> [Exercise details]: Retype the records below word for word and omit any image.
--
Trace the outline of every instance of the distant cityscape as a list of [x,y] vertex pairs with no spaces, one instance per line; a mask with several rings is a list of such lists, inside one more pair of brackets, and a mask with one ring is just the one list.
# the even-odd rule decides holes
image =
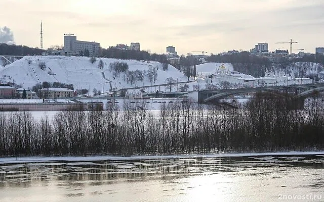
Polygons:
[[[76,36],[73,34],[64,34],[63,40],[63,46],[62,50],[55,51],[52,48],[48,49],[48,53],[50,55],[66,55],[68,56],[84,56],[85,52],[89,52],[89,56],[99,56],[100,55],[100,49],[101,48],[100,44],[99,42],[90,41],[82,41],[76,40]],[[282,57],[303,57],[304,56],[311,56],[312,54],[323,54],[324,55],[324,47],[319,46],[315,47],[315,54],[310,52],[306,53],[304,52],[305,48],[294,49],[294,50],[298,50],[298,54],[292,53],[292,44],[297,43],[297,42],[293,42],[291,39],[290,42],[277,42],[276,43],[290,43],[290,51],[288,49],[275,49],[273,52],[270,52],[268,43],[267,42],[258,43],[255,45],[254,47],[250,49],[251,54],[258,56],[266,57],[273,62],[277,62],[281,60]],[[126,44],[119,43],[115,46],[109,46],[109,48],[114,48],[119,50],[134,50],[137,52],[141,51],[140,44],[138,42],[131,42],[130,45]],[[240,52],[247,50],[238,50],[236,49],[229,50],[227,52],[220,53],[218,54],[221,55],[231,55]],[[198,53],[197,54],[197,53]],[[201,54],[200,54],[201,53]],[[208,56],[208,52],[206,51],[192,51],[189,54],[196,56],[200,60],[204,60],[204,58]],[[164,54],[167,56],[168,59],[176,60],[180,56],[176,51],[176,47],[172,45],[169,45],[166,48],[166,52]],[[210,53],[210,55],[213,54]]]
--
> [Response below]:
Trace the outline of every instance of the distant cityscape as a list of [x,y] vertex pairs with no spaces, one instance per line; a mask with several rings is a list of such lists, inside one more pair of brackets, and a mask with one ring is just the one list.
# the even-odd rule decides holes
image =
Polygons:
[[[76,36],[73,34],[64,34],[63,40],[63,46],[62,50],[55,51],[52,48],[48,49],[48,53],[50,55],[66,55],[68,56],[84,56],[85,52],[89,52],[89,56],[99,56],[100,55],[100,49],[101,48],[100,44],[99,42],[90,41],[82,41],[76,40]],[[282,57],[303,57],[304,56],[311,56],[312,54],[323,54],[324,55],[324,47],[319,46],[315,47],[315,54],[310,52],[306,53],[304,52],[305,48],[294,49],[294,50],[298,50],[298,54],[292,53],[292,44],[297,43],[297,42],[293,42],[291,39],[290,42],[277,42],[276,43],[290,43],[290,51],[288,49],[275,49],[273,52],[270,52],[268,43],[267,42],[258,43],[255,45],[254,47],[250,49],[251,54],[258,56],[266,57],[273,62],[277,62],[281,60]],[[126,44],[119,43],[115,46],[109,46],[109,48],[114,48],[119,50],[134,50],[137,52],[141,51],[140,44],[138,42],[131,42],[130,45]],[[240,52],[247,50],[238,50],[236,49],[229,50],[227,52],[220,53],[218,54],[221,55],[231,55]],[[198,53],[197,54],[197,53]],[[201,54],[200,54],[201,53]],[[208,56],[208,52],[206,51],[192,51],[189,54],[196,56],[200,60],[204,60],[204,58]],[[164,54],[167,56],[168,59],[176,60],[180,56],[176,51],[176,47],[172,45],[169,45],[166,48],[166,52]],[[210,53],[210,55],[213,54]]]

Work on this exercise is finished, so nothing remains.